>> START

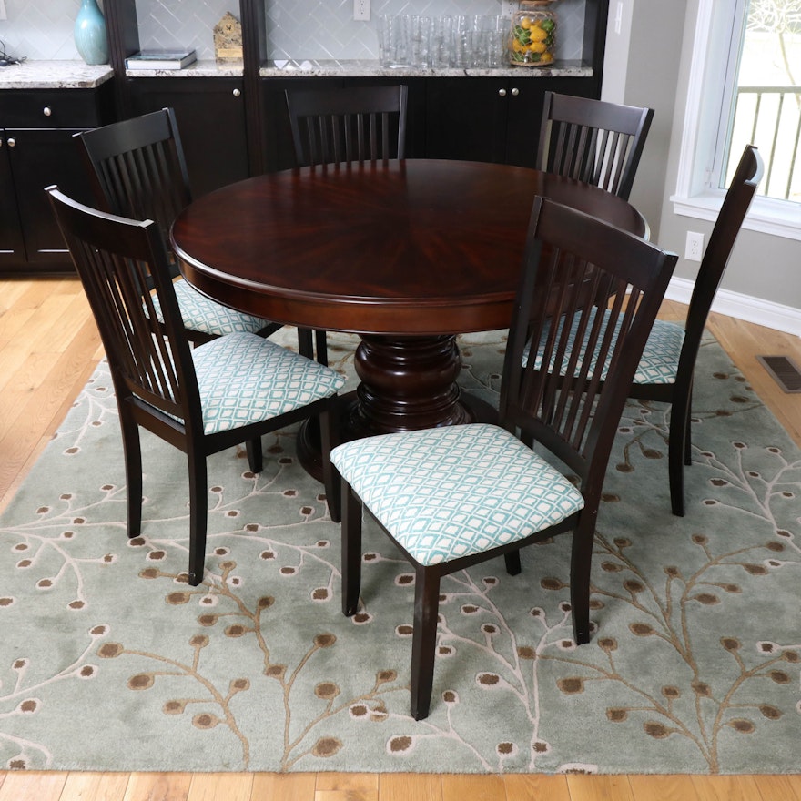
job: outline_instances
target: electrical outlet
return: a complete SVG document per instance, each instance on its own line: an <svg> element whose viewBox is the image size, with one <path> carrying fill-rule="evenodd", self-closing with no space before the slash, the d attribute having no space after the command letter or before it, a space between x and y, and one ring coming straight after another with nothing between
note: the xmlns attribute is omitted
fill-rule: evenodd
<svg viewBox="0 0 801 801"><path fill-rule="evenodd" d="M353 19L370 20L370 0L353 0Z"/></svg>
<svg viewBox="0 0 801 801"><path fill-rule="evenodd" d="M684 259L690 261L700 261L704 256L704 234L697 231L687 231L687 247Z"/></svg>

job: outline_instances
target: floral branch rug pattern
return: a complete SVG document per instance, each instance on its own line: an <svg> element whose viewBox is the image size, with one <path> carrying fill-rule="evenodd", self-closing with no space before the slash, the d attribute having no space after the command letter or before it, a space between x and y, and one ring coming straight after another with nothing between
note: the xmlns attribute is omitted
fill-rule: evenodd
<svg viewBox="0 0 801 801"><path fill-rule="evenodd" d="M291 342L290 332L281 336ZM330 335L353 380L355 338ZM461 338L492 400L502 332ZM569 536L442 584L431 714L409 714L413 574L366 526L340 611L339 526L295 431L209 461L207 574L186 582L183 455L143 434L126 536L101 364L0 519L0 766L188 771L795 772L801 454L720 347L699 358L687 514L669 410L631 404L604 487L591 643L572 640Z"/></svg>

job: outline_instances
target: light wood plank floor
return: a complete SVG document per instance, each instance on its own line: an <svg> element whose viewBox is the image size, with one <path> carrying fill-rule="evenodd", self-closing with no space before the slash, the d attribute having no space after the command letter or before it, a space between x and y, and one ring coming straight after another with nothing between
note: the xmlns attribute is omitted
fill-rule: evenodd
<svg viewBox="0 0 801 801"><path fill-rule="evenodd" d="M0 509L102 357L75 279L0 284ZM663 316L684 319L666 302ZM801 340L712 315L710 330L801 445L801 394L784 394L756 354L801 364ZM799 759L801 772L801 759ZM0 801L801 801L794 776L4 773Z"/></svg>

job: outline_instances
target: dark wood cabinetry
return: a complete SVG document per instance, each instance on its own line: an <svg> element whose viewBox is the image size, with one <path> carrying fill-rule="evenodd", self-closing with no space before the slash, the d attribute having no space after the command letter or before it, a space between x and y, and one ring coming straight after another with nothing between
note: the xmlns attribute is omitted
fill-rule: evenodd
<svg viewBox="0 0 801 801"><path fill-rule="evenodd" d="M205 195L250 174L241 78L129 78L133 115L176 112L192 194Z"/></svg>
<svg viewBox="0 0 801 801"><path fill-rule="evenodd" d="M261 86L261 103L267 125L263 129L261 147L264 154L265 172L290 169L295 166L295 150L292 146L292 133L287 112L285 92L288 89L338 88L344 86L354 86L370 84L403 83L409 86L406 157L426 157L425 127L425 87L424 78L387 78L387 77L350 77L350 78L263 78Z"/></svg>
<svg viewBox="0 0 801 801"><path fill-rule="evenodd" d="M78 199L92 200L74 135L105 125L112 117L110 84L96 89L0 94L0 269L72 269L45 187L57 184Z"/></svg>
<svg viewBox="0 0 801 801"><path fill-rule="evenodd" d="M0 93L0 271L71 269L43 189L57 183L92 202L73 135L114 119L174 108L193 193L199 197L294 165L284 99L289 86L402 82L409 86L407 157L522 166L533 164L546 90L600 96L609 0L585 0L582 63L590 76L574 77L526 68L512 76L484 77L402 70L384 76L265 76L269 2L238 0L231 8L242 24L240 75L127 76L125 59L139 49L137 0L106 0L110 81L94 89Z"/></svg>
<svg viewBox="0 0 801 801"><path fill-rule="evenodd" d="M430 78L426 157L534 167L545 92L597 96L582 77Z"/></svg>

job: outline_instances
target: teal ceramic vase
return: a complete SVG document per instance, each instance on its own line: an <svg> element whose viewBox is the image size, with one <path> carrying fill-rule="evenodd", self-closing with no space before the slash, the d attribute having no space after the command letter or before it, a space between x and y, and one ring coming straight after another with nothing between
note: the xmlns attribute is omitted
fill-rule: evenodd
<svg viewBox="0 0 801 801"><path fill-rule="evenodd" d="M106 19L97 7L97 0L81 0L76 17L75 41L78 54L86 64L108 63Z"/></svg>

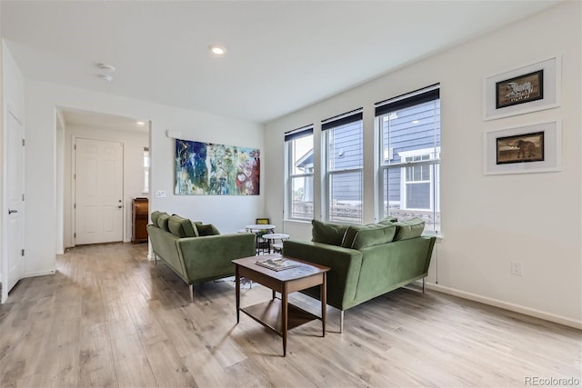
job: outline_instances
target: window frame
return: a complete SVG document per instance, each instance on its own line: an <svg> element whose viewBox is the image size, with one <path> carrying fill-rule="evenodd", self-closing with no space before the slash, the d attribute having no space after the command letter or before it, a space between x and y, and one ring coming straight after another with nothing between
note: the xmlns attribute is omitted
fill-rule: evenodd
<svg viewBox="0 0 582 388"><path fill-rule="evenodd" d="M359 136L360 139L360 152L361 161L359 167L347 167L347 168L334 168L331 169L332 159L330 157L330 146L331 136L335 134L334 130L340 128L343 125L351 124L353 123L359 123ZM322 121L322 136L324 140L324 164L323 164L323 175L324 178L324 193L323 206L324 219L326 222L331 223L342 223L342 224L361 224L364 222L364 117L363 109L358 108L351 112L347 112L344 114L340 114L326 120ZM359 173L360 175L360 217L358 220L346 220L344 218L334 218L333 214L333 178L349 174Z"/></svg>
<svg viewBox="0 0 582 388"><path fill-rule="evenodd" d="M402 109L410 108L413 106L420 105L422 104L434 101L438 101L438 122L436 122L436 116L435 117L435 124L438 125L438 133L435 134L434 145L430 147L418 148L406 151L396 151L392 144L385 147L385 134L384 134L384 118L394 115L394 118L397 118L397 111ZM426 88L418 89L416 91L399 95L397 97L385 100L383 102L376 103L376 115L375 115L375 126L376 126L376 138L377 142L376 146L376 214L377 219L382 219L386 215L390 215L390 195L386 192L388 190L388 182L386 182L390 172L399 169L399 209L408 212L430 212L434 217L434 231L426 230L425 233L432 234L436 235L442 234L440 225L440 154L441 144L440 141L436 140L440 138L441 125L440 125L440 85L436 84ZM400 157L397 162L390 162L393 159L394 154L396 154ZM423 155L428 154L427 160L418 161L406 161L406 157L414 157L416 155ZM387 158L386 158L387 156ZM429 186L429 197L430 197L430 208L413 208L407 207L407 188L406 184L406 169L410 167L427 166L430 174L430 186ZM386 177L385 179L385 177ZM425 181L426 182L426 181ZM386 195L386 204L385 204L385 195ZM385 212L386 214L385 214ZM437 220L438 218L438 220Z"/></svg>
<svg viewBox="0 0 582 388"><path fill-rule="evenodd" d="M293 202L294 202L294 192L293 192L293 182L294 179L303 178L303 179L311 179L311 197L314 198L313 205L315 206L315 187L314 187L314 168L312 168L311 173L306 174L295 174L295 164L297 162L294 160L294 147L296 146L295 142L300 138L311 136L312 139L312 146L311 152L314 152L315 149L315 137L313 134L313 125L304 126L288 133L285 134L285 153L286 153L286 182L285 182L285 204L286 204L286 214L287 214L285 218L288 220L295 221L311 221L314 218L315 211L312 207L312 213L310 215L300 217L297 216L293 211ZM305 194L305 192L304 192Z"/></svg>

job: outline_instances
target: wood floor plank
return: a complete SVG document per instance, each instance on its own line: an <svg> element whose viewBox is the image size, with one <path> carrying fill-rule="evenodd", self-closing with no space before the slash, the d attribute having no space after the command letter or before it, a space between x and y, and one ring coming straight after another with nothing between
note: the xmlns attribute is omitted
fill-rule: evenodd
<svg viewBox="0 0 582 388"><path fill-rule="evenodd" d="M53 275L22 279L0 304L5 387L523 387L582 382L582 332L409 285L281 337L236 323L233 278L187 285L147 244L77 246ZM241 304L271 291L246 284ZM292 303L318 314L301 293Z"/></svg>
<svg viewBox="0 0 582 388"><path fill-rule="evenodd" d="M85 387L116 387L109 330L105 323L83 326L79 349L79 383Z"/></svg>
<svg viewBox="0 0 582 388"><path fill-rule="evenodd" d="M148 343L144 348L160 386L196 386L193 375L169 340Z"/></svg>
<svg viewBox="0 0 582 388"><path fill-rule="evenodd" d="M160 386L137 334L112 340L111 348L120 387Z"/></svg>

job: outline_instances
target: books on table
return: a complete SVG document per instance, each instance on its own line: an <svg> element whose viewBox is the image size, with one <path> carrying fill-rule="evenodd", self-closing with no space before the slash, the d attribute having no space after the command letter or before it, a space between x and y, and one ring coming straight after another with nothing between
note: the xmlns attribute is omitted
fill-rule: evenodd
<svg viewBox="0 0 582 388"><path fill-rule="evenodd" d="M286 258L257 260L256 264L273 271L283 271L300 265L300 263L294 262L293 260L288 260Z"/></svg>

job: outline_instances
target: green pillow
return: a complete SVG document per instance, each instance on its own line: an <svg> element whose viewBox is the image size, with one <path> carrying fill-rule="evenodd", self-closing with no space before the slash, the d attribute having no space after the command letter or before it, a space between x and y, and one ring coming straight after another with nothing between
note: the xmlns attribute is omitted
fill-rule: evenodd
<svg viewBox="0 0 582 388"><path fill-rule="evenodd" d="M364 225L349 225L347 229L346 229L346 233L344 234L344 238L342 239L342 244L340 246L344 248L351 248L354 244L354 238L356 234L363 228Z"/></svg>
<svg viewBox="0 0 582 388"><path fill-rule="evenodd" d="M397 221L398 221L398 219L396 217L393 217L392 215L388 215L384 220L380 221L378 224L381 224L383 225L391 225L391 224L394 224L394 223L396 223Z"/></svg>
<svg viewBox="0 0 582 388"><path fill-rule="evenodd" d="M398 227L398 232L394 237L394 241L409 240L422 234L425 230L425 221L421 218L411 218L410 220L398 221L394 223Z"/></svg>
<svg viewBox="0 0 582 388"><path fill-rule="evenodd" d="M324 223L322 221L311 221L311 241L315 243L328 244L341 246L347 225Z"/></svg>
<svg viewBox="0 0 582 388"><path fill-rule="evenodd" d="M352 226L350 226L350 228L352 228ZM356 234L353 237L351 246L346 246L349 243L348 241L345 242L342 246L362 249L390 243L396 234L396 226L394 224L383 225L380 224L372 224L365 226L357 226L354 228L354 231ZM350 238L349 235L352 233L353 232L350 233L348 229L348 232L346 233L346 240Z"/></svg>
<svg viewBox="0 0 582 388"><path fill-rule="evenodd" d="M167 213L162 213L157 217L157 226L160 229L165 230L166 232L169 232L170 228L168 227L168 224L167 224L169 219L170 219L170 214L168 214Z"/></svg>
<svg viewBox="0 0 582 388"><path fill-rule="evenodd" d="M216 227L215 225L213 225L212 224L197 224L196 223L196 229L198 230L198 234L199 235L219 235L220 232L218 232L218 229L216 229Z"/></svg>
<svg viewBox="0 0 582 388"><path fill-rule="evenodd" d="M187 218L179 215L172 215L167 222L167 226L172 234L178 237L197 237L198 231L194 227L192 222Z"/></svg>
<svg viewBox="0 0 582 388"><path fill-rule="evenodd" d="M157 210L156 212L152 212L152 215L151 215L152 224L157 226L157 219L161 214L162 212L158 212Z"/></svg>

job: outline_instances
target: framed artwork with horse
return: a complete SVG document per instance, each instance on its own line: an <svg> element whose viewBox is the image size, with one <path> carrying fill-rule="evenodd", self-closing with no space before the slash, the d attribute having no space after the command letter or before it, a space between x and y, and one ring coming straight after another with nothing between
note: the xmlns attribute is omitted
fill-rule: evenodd
<svg viewBox="0 0 582 388"><path fill-rule="evenodd" d="M561 56L485 78L483 119L493 120L559 106Z"/></svg>
<svg viewBox="0 0 582 388"><path fill-rule="evenodd" d="M562 168L559 120L487 131L483 140L486 175L547 173Z"/></svg>
<svg viewBox="0 0 582 388"><path fill-rule="evenodd" d="M497 164L544 160L544 132L497 137L496 144Z"/></svg>
<svg viewBox="0 0 582 388"><path fill-rule="evenodd" d="M496 108L544 98L544 69L496 83Z"/></svg>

>> END

• [WRITTEN INSTRUCTION]:
Could you express everything from the first of the lines above down to and including the one containing "342L290 332L281 336ZM330" as a JSON list of strings, one per line, with blank lines and the pictures left out?

• [THE ANSWER]:
[
  "job: outline_instances",
  "target: electrical outlet",
  "return: a complete SVG document per instance, each instance on its own line: an <svg> element whose viewBox is the image size, with one <path> carrying fill-rule=\"evenodd\", self-closing with no space before the slash, the d attribute having no space after the command letter or before it, a space between x and y, and one ring coming straight after another with nothing between",
  "note: the xmlns attribute is omitted",
  "fill-rule: evenodd",
  "<svg viewBox=\"0 0 801 801\"><path fill-rule=\"evenodd\" d=\"M353 19L370 20L370 0L353 0Z\"/></svg>",
  "<svg viewBox=\"0 0 801 801\"><path fill-rule=\"evenodd\" d=\"M684 259L690 261L700 261L704 256L704 234L697 231L687 231L687 247Z\"/></svg>",
  "job: outline_instances",
  "target: floral branch rug pattern",
  "return: a complete SVG document per instance, each instance on its own line: an <svg> element whose viewBox is the image size, with one <path> carrying fill-rule=\"evenodd\", self-closing with no space before the slash, the d attribute having no space after the command letter or before it, a space between x and y, and one ring coming straight after another with nothing between",
  "note: the xmlns attribute is omitted",
  "fill-rule: evenodd",
  "<svg viewBox=\"0 0 801 801\"><path fill-rule=\"evenodd\" d=\"M291 342L290 332L281 336ZM330 335L353 380L355 338ZM461 338L492 400L502 332ZM569 536L442 584L431 714L409 714L413 574L366 526L340 611L339 526L295 431L209 461L207 574L186 582L183 455L143 434L126 536L101 364L0 519L0 766L188 771L795 772L801 454L720 347L699 358L687 514L669 410L631 404L604 487L591 643L572 640Z\"/></svg>"
]